Objectif ▸ Prolongez la critique de Might & Magic 3 sur PC Engine au-delà de sa dernière phrase.

Le bestiaire est également des plus variés. Chaque parcelle du territoire de Terra est envahie de monstres très différents par leurs caractéristiques et leur type d’attaque. Certains sont des brutes sanguinaires tablant sur leur simple puissance, d’autres vous pourriront la vie avec des sortilèges. D’autres enfin ont des capacités aux effets parfois désastreux : vieillissement magique, pétrification ou tout simplement éradication directe d’un personnage…
Le territoire de Terra est gigantesque et l’explorer demande beaucoup de temps, d’autant que bien des lieux ne sont accessibles que si vos personnages ont les compétences secondaires nécessaires. Ces compétences, que vous acquerrez généralement en les achetant auprès de maîtres, ont des effets des plus variés. L’escalade vous permet ainsi de franchir les montagnes et d’accéder à des lieux autrement inaccessibles. La cartographie vous permet d’obtenir l’auto-mapping alors que la musculation augmente votre endurance et votre force. Si le monde de Terra est vaste, il est loin d’être vide, car les donjons sont très nombreux et les quêtes innombrables. De fait, Might & Magic 3 est immense, et c’est bien là dessus que les concepteurs ont joué.
Pour avoir fini le jeu à l’époque sur PC, je vais être un peu forcé de faire la comparaison entre les deux versions. Il est remarquable de constater la ressemblance graphique. Certes la PC Engine n’affiche pas des graphismes aussi colorés et fins que le VGA, mais globalement, le jeu est aussi beau malgré une résolution sensiblement inférieure. Bravo donc aux concepteurs de ce point de vue. L’animation est à peu près équivalente à la version d’origine, juste un peu plus lente mais cela ne gêne absolument pas. L’ambiance sonore est par contre beaucoup plus réussie. Même si les musiques ne sont pas extraordinaires, elles profitent largement du médium CD. Les sons, pour leur part, sont corrects même si certains sont insupportables (je pense surtout aux fontaines). La jouabilité est donc le point faible à cause de la lourdeur de l’interface, comme je l’ai expliqué plus haut, mais aussi à cause d’un léger manque de souplesse qui, s’il n’altère pas vraiment le gameplay (le jeu est en tour par tour), est un peu gênant. Nul besoin de préciser que la longévité est colossale, je pense que mon argumentation précédente l’a bien démontré. En s’attardant sur les quêtes connexes, il est fort probable qu’il faille plus de 150 heures de jeu pour achever Might & Magic 3 (de mémoire, quand j’y ai joué sur PC).

[Extraits d'un jeu de données sur le pointage d'objets]
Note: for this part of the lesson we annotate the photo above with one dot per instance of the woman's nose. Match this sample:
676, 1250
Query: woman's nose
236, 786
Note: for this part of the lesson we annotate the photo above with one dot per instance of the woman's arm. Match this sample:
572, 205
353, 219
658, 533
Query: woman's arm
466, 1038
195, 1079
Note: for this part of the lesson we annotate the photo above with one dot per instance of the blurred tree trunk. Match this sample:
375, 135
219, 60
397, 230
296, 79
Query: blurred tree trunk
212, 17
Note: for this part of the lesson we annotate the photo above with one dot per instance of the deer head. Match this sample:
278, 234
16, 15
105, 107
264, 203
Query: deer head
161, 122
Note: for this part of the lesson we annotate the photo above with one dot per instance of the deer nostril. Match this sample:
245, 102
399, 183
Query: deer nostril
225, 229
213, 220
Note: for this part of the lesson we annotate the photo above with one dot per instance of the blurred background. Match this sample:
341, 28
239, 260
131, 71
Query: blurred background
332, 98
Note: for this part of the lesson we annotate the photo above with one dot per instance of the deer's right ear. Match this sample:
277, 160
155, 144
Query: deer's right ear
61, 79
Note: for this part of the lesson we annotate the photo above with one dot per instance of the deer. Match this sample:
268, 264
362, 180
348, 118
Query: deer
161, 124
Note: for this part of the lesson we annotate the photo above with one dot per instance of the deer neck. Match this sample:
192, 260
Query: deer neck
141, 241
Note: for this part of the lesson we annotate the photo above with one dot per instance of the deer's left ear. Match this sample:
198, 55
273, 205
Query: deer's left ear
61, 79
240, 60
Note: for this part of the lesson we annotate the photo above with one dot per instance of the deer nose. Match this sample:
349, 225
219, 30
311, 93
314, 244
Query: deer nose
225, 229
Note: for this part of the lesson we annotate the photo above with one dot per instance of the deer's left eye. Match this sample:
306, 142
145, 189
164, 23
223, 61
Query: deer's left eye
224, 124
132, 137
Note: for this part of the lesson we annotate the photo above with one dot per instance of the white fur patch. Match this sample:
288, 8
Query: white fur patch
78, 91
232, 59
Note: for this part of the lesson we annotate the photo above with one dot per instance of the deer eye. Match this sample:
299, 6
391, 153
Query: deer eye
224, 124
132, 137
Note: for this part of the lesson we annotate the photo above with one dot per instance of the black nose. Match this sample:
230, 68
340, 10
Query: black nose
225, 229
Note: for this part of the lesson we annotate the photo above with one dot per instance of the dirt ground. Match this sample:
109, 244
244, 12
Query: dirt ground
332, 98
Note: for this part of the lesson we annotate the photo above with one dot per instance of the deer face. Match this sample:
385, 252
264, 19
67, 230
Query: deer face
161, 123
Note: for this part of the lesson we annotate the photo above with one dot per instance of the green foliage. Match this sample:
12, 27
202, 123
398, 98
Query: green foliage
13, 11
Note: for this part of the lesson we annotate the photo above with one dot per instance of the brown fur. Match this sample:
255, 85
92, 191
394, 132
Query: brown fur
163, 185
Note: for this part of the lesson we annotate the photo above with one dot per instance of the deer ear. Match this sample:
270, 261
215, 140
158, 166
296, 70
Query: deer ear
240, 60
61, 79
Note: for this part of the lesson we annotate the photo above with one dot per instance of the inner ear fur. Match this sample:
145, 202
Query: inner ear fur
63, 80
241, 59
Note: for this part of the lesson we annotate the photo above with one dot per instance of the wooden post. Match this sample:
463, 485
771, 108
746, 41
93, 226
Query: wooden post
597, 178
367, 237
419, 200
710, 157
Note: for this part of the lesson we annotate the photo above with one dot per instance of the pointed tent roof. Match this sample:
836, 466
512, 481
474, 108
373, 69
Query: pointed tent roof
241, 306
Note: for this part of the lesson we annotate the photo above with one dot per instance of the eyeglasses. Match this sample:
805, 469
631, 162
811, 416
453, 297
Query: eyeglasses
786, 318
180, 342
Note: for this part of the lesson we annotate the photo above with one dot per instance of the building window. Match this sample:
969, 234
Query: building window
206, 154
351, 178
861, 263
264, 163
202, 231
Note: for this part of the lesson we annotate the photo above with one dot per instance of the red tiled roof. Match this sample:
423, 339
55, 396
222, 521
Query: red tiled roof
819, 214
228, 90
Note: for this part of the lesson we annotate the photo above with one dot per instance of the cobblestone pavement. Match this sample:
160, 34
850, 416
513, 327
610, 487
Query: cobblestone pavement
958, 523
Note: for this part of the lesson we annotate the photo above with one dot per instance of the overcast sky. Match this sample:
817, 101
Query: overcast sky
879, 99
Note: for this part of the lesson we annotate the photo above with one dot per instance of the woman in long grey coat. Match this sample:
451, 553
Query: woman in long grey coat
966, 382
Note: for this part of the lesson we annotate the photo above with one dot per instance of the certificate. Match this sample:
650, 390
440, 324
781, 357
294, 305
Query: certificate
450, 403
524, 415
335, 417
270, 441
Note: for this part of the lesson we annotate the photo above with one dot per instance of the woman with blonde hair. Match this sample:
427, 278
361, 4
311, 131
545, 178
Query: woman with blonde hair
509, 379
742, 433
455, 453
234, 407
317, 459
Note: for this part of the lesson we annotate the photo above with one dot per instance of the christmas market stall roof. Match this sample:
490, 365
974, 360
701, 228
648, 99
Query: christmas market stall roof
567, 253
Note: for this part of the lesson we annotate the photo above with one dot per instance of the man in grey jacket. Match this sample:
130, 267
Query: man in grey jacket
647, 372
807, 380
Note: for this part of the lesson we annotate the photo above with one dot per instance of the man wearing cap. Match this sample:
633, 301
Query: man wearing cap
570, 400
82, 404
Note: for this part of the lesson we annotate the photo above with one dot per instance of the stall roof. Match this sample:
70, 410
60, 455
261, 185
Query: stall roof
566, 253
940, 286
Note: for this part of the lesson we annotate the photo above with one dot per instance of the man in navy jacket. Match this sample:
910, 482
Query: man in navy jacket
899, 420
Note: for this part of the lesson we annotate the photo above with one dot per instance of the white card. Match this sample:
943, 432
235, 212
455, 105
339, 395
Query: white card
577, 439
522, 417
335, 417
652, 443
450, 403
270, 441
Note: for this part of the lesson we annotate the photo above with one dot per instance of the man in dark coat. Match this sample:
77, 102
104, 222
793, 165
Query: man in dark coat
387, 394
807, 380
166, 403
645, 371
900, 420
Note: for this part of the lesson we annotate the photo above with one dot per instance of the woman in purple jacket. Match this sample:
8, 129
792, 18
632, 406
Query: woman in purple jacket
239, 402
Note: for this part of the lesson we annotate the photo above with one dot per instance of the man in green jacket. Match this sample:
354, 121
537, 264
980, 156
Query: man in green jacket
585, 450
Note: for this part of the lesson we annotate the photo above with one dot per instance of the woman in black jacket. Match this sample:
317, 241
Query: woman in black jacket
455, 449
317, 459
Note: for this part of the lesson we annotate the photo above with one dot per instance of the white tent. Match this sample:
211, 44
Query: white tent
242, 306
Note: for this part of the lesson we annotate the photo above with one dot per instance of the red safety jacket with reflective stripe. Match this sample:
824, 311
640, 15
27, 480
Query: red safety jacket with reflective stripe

Réponse rédigée ▸
Might & Magic 3 est donc un jeu de longue haleine qui vous fera passer de très longues heures de plaisir si vous accrochez. Ce jeu de rôle, à mon sens excellent, a subi là sa meilleure adaptation. : il est clair que la version PC Engine est supérieure tant à celle sur Amiga que sur Super NES. Seul handicap, l’interface peu pratique, qui donne vraiment l’avantage au PC et à sa souris. Mais comme le jeu tourne mal sur les machines actuelles (pas de sons autrement que pas le beeper), je vous recommande vivement de vous tourner vers ce portage sur NEC, car c’est un grand jeu!
Note : Le jeu nécessite la System Card 3 pour fonctionner correctement.